Rewrite everything from the line containing "Guideline: for every instance of the sky, the" down to the end of the items, substituting "open sky" for "sky" and leaving all else unchanged.

Dataset entries >>
-- start --

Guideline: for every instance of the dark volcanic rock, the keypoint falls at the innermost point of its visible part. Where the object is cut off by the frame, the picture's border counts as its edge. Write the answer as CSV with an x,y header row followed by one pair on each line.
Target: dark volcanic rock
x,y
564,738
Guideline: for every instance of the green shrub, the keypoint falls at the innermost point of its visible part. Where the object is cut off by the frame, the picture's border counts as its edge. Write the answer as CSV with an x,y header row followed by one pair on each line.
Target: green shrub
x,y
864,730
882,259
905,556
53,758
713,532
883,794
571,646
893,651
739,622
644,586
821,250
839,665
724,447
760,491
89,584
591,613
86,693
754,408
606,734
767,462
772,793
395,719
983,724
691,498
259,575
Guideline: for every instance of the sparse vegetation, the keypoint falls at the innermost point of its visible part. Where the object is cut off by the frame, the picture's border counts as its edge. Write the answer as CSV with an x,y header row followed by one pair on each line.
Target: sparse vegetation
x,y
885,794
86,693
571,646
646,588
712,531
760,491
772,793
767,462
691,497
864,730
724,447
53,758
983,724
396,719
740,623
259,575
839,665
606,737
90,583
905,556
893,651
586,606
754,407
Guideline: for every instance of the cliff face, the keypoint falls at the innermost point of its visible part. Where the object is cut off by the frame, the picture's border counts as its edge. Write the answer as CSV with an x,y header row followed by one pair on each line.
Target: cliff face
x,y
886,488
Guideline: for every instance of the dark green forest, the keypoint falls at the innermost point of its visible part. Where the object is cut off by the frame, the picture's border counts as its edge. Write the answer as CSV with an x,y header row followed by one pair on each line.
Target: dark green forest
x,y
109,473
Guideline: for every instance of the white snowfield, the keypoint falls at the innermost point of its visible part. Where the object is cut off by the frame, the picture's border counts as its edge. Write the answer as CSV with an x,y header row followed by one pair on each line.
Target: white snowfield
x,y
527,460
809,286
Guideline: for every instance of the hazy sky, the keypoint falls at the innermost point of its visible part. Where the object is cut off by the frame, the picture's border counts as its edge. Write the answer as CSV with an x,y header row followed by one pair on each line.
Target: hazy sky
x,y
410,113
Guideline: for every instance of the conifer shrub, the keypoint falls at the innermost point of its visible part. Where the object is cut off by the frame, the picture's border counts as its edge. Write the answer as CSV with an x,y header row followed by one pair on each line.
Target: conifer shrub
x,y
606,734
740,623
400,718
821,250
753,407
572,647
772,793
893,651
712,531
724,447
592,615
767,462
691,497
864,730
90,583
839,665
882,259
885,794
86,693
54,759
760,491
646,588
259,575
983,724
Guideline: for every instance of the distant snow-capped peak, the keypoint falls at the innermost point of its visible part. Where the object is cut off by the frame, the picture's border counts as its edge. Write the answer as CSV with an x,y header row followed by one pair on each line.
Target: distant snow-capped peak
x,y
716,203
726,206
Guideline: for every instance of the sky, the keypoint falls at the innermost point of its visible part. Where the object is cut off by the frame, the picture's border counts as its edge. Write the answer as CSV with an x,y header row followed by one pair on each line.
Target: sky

-- end --

Completed exercise >>
Guideline: for every instance of the open sky, the keypoint falls at the innermost point of its visible part. Where the object is cut off by the frame, the picture's border counts as its edge. Write the answer as CSV with an x,y header row followed by one pair on each line.
Target: open sky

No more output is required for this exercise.